## Teks Bacaan
════════

Menurut Airlangga, langkah pemerintah sudah tepat, yakni mendorong kolaborasi antara Tim Pengendalian Inflasi Pusat (TPIP) dan Tim Pengendalian Inflasi Daerah (TPID) melalui Gerakan Nasional Pengendalian Inflasi Pangan (GNPIP).
Langkah lain yang dinilai berhasil adalah meningkatkan resiliensi Indonesia terhadap ancaman resesi global, penggunaan Dana Alokasi Khusus (DAK) Fisik untuk tematik ketahanan pangan. Ditambah pemanfaatan 2 persen Dana Transfer Umum (DTU) untuk membantu sektor transportasi dan tambahan perlindungan sosial.

════════

## Isi Data
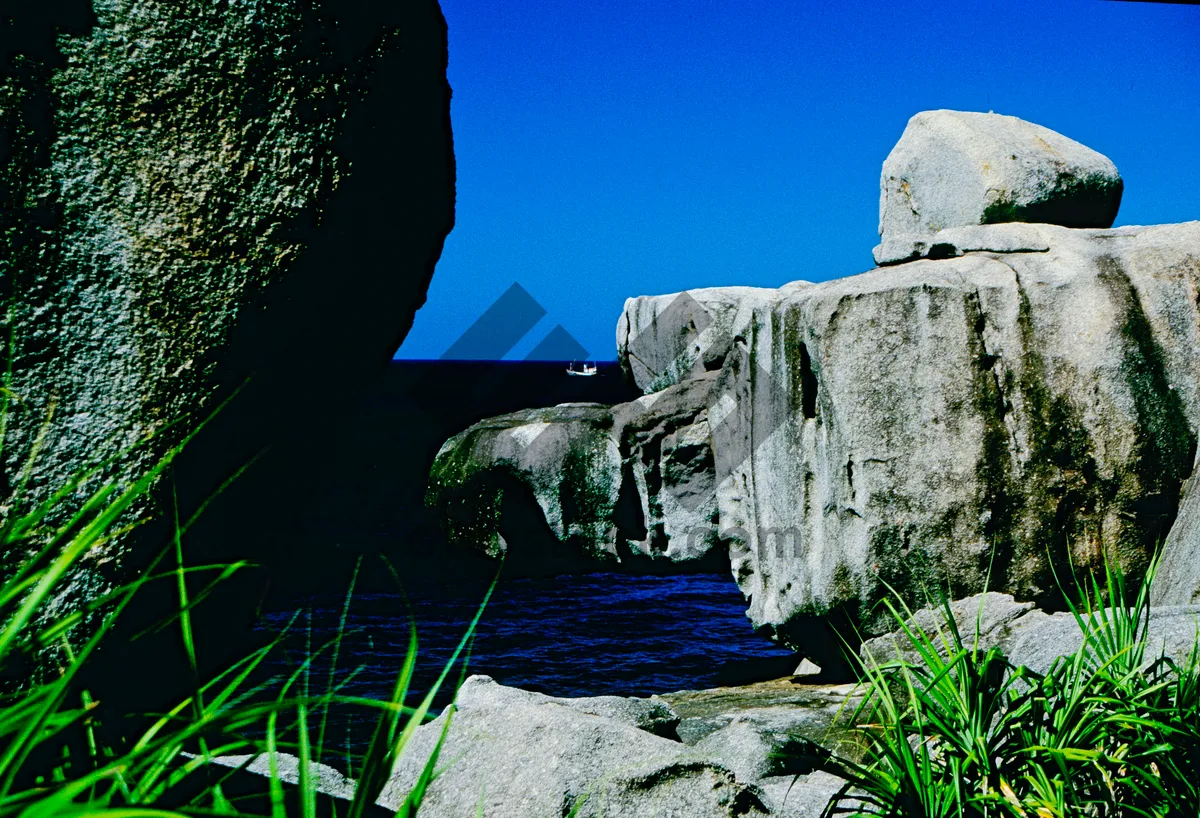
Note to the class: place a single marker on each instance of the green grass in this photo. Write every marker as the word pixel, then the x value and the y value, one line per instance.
pixel 960 731
pixel 54 762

════════

Ubah bagian teks tentang pengendalian inflasi di antara "Langkah lain yang" dan "tambahan perlindungan sosial.", termasuk kedua batas itu, lalu tulis ulang dengan mengganti "ancaman" menjadi "risiko".

Langkah lain yang dinilai berhasil adalah meningkatkan resiliensi Indonesia terhadap risiko resesi global, penggunaan Dana Alokasi Khusus (DAK) Fisik untuk tematik ketahanan pangan. Ditambah pemanfaatan 2 persen Dana Transfer Umum (DTU) untuk membantu sektor transportasi dan tambahan perlindungan sosial.